- _GIVEN PASSAGE_
Worker-crash recovery: stalled jobs¶
If a worker process crashes mid-job, the job remains in picked state with a stale heartbeat.
Configure retry_timer on QueueManager to automatically re-queue jobs whose heartbeat has
not been updated within the specified window:
Any worker can then claim and re-run the stalled job. See Heartbeat Monitoring for stall detection queries.
Design for re-execution
A job recovered via retry_timer will run again from the start. Ensure your job
functions are idempotent, or checkpoint progress externally so a restart is safe.
Idempotency¶
Pass a dedupe_key to prevent duplicate jobs from entering the queue:
job_ids = await queries.enqueue(
"send_invoice",
payload=b'{"order_id": 42}',
dedupe_key="invoice-order-42",
)
PgQueuer enforces a database-level unique constraint:
If a job with the same dedupe_key already exists in queued or picked state, a
DuplicateJobError is raised. Once the job reaches a terminal state (successful,
exception, canceled, deleted), the key is released and the same key can be used again.
Choosing a dedupe key: Use a stable, business-meaningful identifier — for example,
f"invoice-{order_id}" or f"report-{date}-{user_id}". This turns enqueue into an
idempotent operation: calling it twice with the same key and payload is safe.
Poison Jobs¶
A "poison job" is one that consistently causes worker crashes or hangs without updating its heartbeat. PgQueuer does not include a built-in dead-letter queue, but you can detect and handle poison jobs with a query:
-- Jobs that have been re-picked more than 3 times (indicative of repeated failure)
-- Adjust threshold based on your retry_timer and expected job runtime
SELECT id, entrypoint, status, heartbeat, updated
FROM pgqueuer
WHERE status = 'picked'
AND heartbeat < NOW() - INTERVAL '10 minutes'
ORDER BY heartbeat ASC;
Recommended pattern: route these to a separate monitoring alert or move them to a dedicated "quarantine" entrypoint by updating their entrypoint column and re-queuing.
Audit Trail¶
Every job that leaves the active queue is written to pgqueuer_log:
| Event | Status in log |
|---|---|
| Job completes without error | successful |
| Job raises an exception | exception (with traceback) |
| Job is canceled | canceled |
| Job is deleted without running | deleted |
The log is append-only and serves as a permanent audit record. You can query it directly
or use pgq logs from the CLI.
Log table retention
PgQueuer does not automatically prune pgqueuer_log. Add a periodic DELETE job or
PostgreSQL table partition policy to manage log growth in high-throughput systems.
Summary¶
| Concern | Mechanism |
|---|---|
| Transient errors | RetryWithBackoffEntrypointExecutor |
| Worker crash recovery | retry_timer + heartbeat |
| Duplicate enqueue prevention | dedupe_key unique constraint |
| Failure inspection | pgqueuer_log with traceback |
| Audit trail | pgqueuer_log for all terminal states |

- _STATED EXERCISE 1_
In the PgQueuer excerpt, which table is every job that leaves the active queue written to?

- _PROVIDED RECORDS_
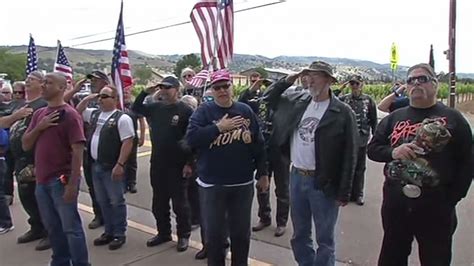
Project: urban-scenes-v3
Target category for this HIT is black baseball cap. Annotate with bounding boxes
[158,76,179,88]
[87,70,109,83]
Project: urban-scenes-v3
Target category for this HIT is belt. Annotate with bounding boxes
[293,166,316,177]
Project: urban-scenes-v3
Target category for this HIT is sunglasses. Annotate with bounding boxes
[212,84,230,91]
[202,96,214,103]
[99,94,115,99]
[158,85,173,90]
[407,75,433,85]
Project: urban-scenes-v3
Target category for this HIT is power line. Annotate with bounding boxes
[71,0,286,47]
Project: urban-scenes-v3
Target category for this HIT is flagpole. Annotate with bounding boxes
[53,40,61,72]
[448,0,456,108]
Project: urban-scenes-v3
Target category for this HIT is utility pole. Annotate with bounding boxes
[447,0,456,108]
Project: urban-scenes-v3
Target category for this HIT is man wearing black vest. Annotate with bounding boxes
[77,85,135,250]
[132,76,193,252]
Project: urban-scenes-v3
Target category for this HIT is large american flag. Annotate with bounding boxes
[191,0,234,69]
[54,41,72,81]
[112,2,133,109]
[26,34,38,76]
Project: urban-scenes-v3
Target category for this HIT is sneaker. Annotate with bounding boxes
[17,230,45,244]
[127,184,138,194]
[88,216,104,230]
[109,236,126,250]
[5,195,13,206]
[252,221,271,232]
[0,225,15,235]
[146,234,172,247]
[94,233,114,246]
[35,237,51,251]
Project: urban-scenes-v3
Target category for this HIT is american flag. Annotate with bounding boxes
[54,41,72,81]
[191,0,234,69]
[26,34,38,76]
[112,2,133,109]
[189,69,209,88]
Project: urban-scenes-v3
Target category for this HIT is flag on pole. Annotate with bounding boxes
[189,69,209,88]
[111,1,133,109]
[191,0,234,69]
[429,45,434,70]
[26,34,38,76]
[54,40,72,81]
[390,43,398,70]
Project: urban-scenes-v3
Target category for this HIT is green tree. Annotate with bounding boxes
[0,49,26,81]
[173,54,201,77]
[133,65,153,85]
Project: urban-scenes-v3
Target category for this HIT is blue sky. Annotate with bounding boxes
[0,0,474,73]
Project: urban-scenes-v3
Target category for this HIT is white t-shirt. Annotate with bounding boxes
[82,108,135,160]
[291,99,330,170]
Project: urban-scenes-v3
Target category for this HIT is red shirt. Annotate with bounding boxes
[26,104,86,184]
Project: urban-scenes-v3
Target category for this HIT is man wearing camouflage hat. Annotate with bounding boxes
[340,75,377,206]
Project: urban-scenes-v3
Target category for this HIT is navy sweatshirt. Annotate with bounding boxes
[186,102,267,185]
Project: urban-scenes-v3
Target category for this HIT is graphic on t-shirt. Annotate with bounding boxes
[298,117,320,143]
[209,119,252,149]
[385,117,451,198]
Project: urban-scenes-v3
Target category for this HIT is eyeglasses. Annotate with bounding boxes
[407,75,433,85]
[99,94,115,99]
[212,83,230,91]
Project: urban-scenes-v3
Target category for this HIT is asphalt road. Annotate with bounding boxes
[81,128,474,266]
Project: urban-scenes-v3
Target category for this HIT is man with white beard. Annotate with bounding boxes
[264,61,358,266]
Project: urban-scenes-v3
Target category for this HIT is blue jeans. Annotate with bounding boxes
[92,163,127,237]
[199,184,254,266]
[35,178,89,266]
[290,169,339,266]
[0,159,12,227]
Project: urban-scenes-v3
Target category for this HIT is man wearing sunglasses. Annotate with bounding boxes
[340,75,377,206]
[368,64,472,266]
[132,76,193,252]
[76,85,135,250]
[186,70,268,265]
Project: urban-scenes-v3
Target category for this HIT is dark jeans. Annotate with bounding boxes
[199,184,254,266]
[124,138,138,186]
[188,177,201,224]
[351,146,367,200]
[36,178,89,266]
[4,150,15,196]
[82,151,103,221]
[18,182,46,234]
[378,182,457,266]
[150,162,191,238]
[257,145,290,226]
[92,163,127,237]
[0,158,12,227]
[290,169,339,266]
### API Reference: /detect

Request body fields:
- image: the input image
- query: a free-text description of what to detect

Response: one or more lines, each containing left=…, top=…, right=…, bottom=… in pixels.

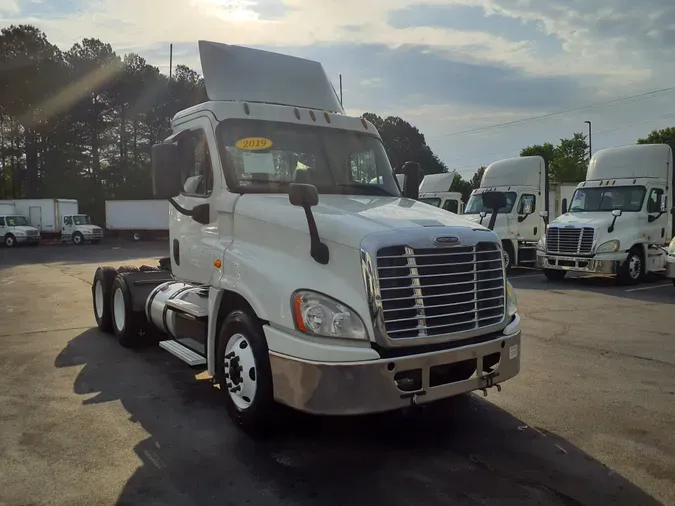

- _STATED EXERCISE 2_
Reproduce the records from their start up to and including the line with "[293,166,316,177]", requests included, and increase every bounding-box coordinate by 66. Give only these lines, and leave the pictures out.

- _EXERCISE RESPONSE 1_
pgqueuer_log

- _EXERCISE RESPONSE 2_
Project: urban-scenes-v3
Target category for this HIT is black baseball cap. Annotate with bounding boxes
[224,142,245,154]
[153,136,175,149]
Project: urban-scenes-v3
Target category for this HIT is belt. Annotate with bounding boxes
[359,232,382,243]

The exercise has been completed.